→ Set task
Write out the data below again with "instance" swapped for "occurrence" everywhere it occurs, changing nothing else. Leave the pictures out.

____ Material shown

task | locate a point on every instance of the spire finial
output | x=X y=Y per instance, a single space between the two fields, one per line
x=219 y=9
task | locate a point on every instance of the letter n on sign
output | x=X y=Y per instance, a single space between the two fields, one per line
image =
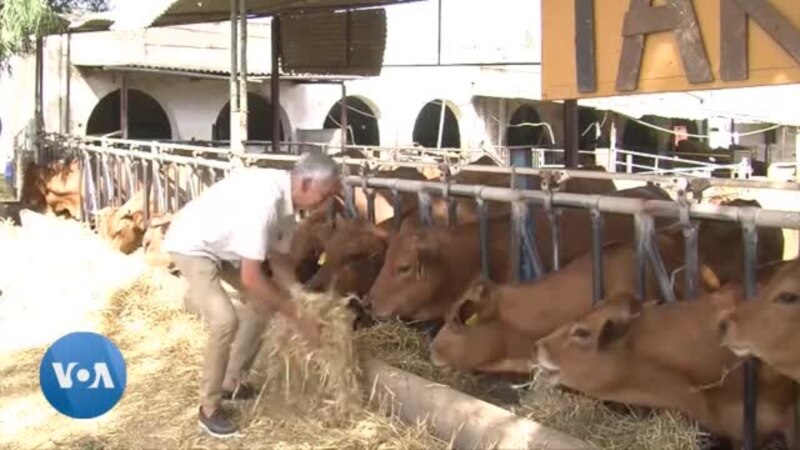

________

→ Exercise solution
task | locate a point on every occurrence of the spire finial
output | x=X y=Y per occurrence, a single space between the two fields, one per line
x=219 y=9
task | locate a point on every occurrence of the letter n on sign
output | x=X y=Y per occurrence, a single space between the two fields, one per line
image =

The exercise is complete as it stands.